_Brief_
Swap "photo" for "image" in everything from the line containing "Can you see the bouquet" down to the end of the data, and give those lines again with nothing else changed.
start
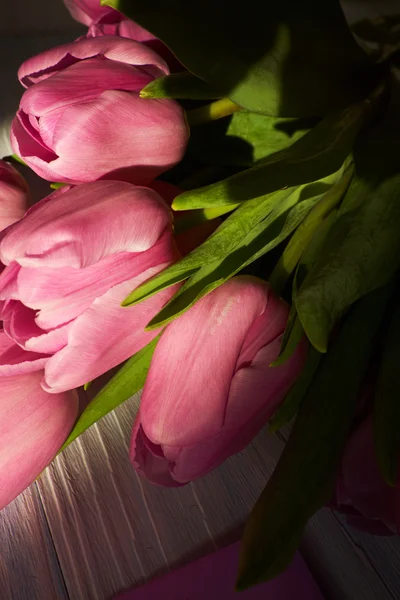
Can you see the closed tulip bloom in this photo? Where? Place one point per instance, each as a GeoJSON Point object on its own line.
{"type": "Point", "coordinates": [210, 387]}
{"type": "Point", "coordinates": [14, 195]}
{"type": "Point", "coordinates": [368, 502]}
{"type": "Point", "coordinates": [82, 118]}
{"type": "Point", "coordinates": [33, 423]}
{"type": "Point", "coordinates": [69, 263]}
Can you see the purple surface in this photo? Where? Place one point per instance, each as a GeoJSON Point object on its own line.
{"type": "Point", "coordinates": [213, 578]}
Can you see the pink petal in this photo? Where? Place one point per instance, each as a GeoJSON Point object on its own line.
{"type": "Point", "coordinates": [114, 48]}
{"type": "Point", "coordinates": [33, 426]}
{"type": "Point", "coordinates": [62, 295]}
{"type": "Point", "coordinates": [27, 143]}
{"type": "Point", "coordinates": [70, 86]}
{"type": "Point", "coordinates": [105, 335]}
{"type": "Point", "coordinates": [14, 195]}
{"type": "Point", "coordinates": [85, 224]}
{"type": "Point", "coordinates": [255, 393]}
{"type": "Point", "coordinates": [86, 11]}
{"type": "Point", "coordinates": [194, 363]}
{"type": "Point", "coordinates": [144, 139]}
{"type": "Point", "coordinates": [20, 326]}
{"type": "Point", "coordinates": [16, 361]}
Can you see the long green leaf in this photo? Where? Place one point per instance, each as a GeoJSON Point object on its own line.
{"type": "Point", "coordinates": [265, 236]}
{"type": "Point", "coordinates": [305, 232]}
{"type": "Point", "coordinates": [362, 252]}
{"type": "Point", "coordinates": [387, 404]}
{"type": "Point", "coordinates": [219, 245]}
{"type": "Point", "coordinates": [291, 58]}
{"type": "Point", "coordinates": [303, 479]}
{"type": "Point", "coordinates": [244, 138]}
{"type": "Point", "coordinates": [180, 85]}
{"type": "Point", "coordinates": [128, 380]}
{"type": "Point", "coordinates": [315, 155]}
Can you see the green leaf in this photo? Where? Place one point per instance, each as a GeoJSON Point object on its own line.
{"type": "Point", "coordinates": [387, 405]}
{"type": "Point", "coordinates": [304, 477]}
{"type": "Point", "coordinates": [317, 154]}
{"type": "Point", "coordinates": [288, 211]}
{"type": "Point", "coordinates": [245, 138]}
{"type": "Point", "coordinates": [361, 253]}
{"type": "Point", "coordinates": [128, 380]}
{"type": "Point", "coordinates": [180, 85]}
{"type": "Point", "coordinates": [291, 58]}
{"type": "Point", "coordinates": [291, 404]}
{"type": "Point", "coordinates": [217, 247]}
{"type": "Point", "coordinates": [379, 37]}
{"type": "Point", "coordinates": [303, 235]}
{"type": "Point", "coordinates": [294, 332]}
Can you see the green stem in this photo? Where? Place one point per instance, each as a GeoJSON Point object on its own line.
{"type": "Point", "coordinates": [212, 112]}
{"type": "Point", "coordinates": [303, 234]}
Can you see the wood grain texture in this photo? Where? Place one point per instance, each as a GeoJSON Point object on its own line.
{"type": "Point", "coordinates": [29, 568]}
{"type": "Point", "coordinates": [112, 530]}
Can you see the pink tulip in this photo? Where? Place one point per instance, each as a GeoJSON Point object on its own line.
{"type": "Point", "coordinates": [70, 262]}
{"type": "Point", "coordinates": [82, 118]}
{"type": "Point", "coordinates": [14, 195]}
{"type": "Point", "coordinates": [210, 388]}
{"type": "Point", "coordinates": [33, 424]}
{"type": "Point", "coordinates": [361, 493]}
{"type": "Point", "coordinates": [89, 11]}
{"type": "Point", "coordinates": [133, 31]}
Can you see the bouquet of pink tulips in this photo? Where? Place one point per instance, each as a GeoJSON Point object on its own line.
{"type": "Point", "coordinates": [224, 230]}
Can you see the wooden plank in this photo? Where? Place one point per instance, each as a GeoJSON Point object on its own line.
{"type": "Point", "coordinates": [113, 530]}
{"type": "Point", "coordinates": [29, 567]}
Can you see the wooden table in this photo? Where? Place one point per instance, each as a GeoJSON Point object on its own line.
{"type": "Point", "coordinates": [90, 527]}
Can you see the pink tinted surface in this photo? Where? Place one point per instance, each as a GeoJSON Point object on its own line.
end
_Task solution_
Can you see the bouquet of pink tulips in this image? Where? Place one point per instance, each as a GeoJSON Point object on its own line.
{"type": "Point", "coordinates": [224, 230]}
Can you see the wooden plank in this image? Where? Place one point per instance, each as a GeoJSON Point object on its own line.
{"type": "Point", "coordinates": [113, 530]}
{"type": "Point", "coordinates": [29, 567]}
Can you see the wooden table in this image? Where? Place one point per instance, each as a GeoJSON Point object on its own line.
{"type": "Point", "coordinates": [90, 527]}
Can you see the pink tinted surface in this image? Where? Place one point per instance, each as a GeoJSON Point object on its own line.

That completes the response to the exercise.